(Exercise data)
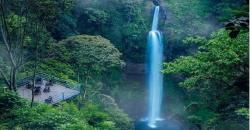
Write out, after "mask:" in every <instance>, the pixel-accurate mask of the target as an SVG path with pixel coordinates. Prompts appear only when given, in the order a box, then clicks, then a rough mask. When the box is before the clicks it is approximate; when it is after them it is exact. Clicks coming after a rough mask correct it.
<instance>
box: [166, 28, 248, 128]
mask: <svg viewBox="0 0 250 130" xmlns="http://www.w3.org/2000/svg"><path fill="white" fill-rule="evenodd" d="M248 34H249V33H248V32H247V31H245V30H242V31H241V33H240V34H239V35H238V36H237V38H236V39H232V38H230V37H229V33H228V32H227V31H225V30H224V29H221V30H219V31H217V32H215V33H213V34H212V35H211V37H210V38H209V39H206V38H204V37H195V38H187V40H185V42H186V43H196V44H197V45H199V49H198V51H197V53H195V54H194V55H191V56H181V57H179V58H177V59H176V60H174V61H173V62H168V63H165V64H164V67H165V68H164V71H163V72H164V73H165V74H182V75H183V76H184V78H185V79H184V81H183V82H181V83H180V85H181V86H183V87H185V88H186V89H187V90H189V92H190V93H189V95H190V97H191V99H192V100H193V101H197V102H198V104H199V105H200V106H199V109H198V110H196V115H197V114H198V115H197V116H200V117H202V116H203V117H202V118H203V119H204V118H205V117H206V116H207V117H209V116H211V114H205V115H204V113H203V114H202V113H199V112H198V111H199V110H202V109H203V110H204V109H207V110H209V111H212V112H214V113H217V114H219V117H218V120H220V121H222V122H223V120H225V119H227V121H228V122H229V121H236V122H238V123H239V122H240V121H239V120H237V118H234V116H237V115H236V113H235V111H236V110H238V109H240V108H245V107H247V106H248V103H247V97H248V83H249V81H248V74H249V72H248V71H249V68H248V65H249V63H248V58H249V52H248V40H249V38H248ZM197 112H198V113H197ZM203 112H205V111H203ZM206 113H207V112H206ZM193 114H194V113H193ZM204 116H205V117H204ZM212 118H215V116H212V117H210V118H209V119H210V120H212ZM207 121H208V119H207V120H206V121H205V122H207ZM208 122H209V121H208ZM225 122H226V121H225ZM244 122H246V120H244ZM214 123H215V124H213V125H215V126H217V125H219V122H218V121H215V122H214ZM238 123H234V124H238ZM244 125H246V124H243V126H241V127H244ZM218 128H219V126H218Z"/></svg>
(End Exercise data)
(Exercise data)
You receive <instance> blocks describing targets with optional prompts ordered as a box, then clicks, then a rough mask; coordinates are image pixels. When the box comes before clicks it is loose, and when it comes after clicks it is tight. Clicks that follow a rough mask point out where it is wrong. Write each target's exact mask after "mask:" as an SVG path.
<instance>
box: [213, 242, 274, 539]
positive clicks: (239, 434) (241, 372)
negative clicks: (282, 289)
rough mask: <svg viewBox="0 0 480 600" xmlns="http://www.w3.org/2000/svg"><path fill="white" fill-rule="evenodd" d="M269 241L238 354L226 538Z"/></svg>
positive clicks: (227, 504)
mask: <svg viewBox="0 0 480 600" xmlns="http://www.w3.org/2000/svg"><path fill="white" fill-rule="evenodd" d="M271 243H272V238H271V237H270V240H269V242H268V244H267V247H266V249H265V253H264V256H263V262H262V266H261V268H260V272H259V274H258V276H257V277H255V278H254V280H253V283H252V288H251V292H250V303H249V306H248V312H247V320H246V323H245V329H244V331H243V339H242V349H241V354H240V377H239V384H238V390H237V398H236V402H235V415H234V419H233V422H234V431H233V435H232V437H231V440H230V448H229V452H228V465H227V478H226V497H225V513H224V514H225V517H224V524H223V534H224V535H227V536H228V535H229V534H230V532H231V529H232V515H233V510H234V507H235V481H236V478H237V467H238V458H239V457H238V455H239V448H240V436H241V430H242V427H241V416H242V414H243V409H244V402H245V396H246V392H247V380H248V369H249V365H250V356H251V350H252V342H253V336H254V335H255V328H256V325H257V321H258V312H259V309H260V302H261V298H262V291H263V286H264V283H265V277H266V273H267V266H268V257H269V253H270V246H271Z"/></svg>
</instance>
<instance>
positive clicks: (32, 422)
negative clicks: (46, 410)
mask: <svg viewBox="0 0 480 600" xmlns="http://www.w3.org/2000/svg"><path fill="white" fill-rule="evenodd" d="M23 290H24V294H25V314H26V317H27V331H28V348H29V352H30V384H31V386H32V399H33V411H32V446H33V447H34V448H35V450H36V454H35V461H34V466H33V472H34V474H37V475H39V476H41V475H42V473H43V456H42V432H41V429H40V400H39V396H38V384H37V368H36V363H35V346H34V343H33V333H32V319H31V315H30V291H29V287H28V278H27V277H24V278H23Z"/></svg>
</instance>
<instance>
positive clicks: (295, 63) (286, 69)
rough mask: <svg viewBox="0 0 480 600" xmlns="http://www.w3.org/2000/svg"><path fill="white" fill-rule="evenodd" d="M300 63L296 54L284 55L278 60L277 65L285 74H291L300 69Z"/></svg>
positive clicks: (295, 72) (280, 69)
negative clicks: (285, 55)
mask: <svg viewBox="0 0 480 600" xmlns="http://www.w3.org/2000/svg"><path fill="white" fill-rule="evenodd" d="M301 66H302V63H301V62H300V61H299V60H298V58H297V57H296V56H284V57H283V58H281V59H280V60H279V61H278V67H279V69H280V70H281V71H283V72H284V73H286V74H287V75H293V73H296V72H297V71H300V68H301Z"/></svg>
(End Exercise data)
(Exercise data)
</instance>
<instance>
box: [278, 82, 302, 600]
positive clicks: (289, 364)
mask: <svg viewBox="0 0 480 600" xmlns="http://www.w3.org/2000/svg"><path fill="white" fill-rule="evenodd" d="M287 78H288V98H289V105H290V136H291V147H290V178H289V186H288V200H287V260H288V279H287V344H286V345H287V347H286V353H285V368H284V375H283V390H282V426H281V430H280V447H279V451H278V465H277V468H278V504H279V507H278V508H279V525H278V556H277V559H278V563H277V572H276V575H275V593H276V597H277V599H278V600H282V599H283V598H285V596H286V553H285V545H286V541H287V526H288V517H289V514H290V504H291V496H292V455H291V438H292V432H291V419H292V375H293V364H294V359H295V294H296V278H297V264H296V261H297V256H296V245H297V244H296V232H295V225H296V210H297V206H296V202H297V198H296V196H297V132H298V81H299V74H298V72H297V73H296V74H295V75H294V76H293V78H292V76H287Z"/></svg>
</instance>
(End Exercise data)
Find the word "when" in the records and pull out each line that has it.

_Solution to this exercise:_
Write out, after "mask:" in every <instance>, the pixel-accurate mask of the target as an SVG path with pixel coordinates. Prompts appear only when given, in the order a box, then clicks, then a rough mask. When the box is before the clicks it is approximate; when it is after them it is exact. Clicks coming after a rough mask correct it.
You receive <instance> blocks describing targets with optional prompts ordered as a box, then clicks, then a rough mask; coordinates are image pixels. When the box comes before clicks it is loose, and when it comes after clicks it is tight. Clicks that follow a rough mask point out where it is wrong. Write each target's exact mask after "mask:" as an SVG path.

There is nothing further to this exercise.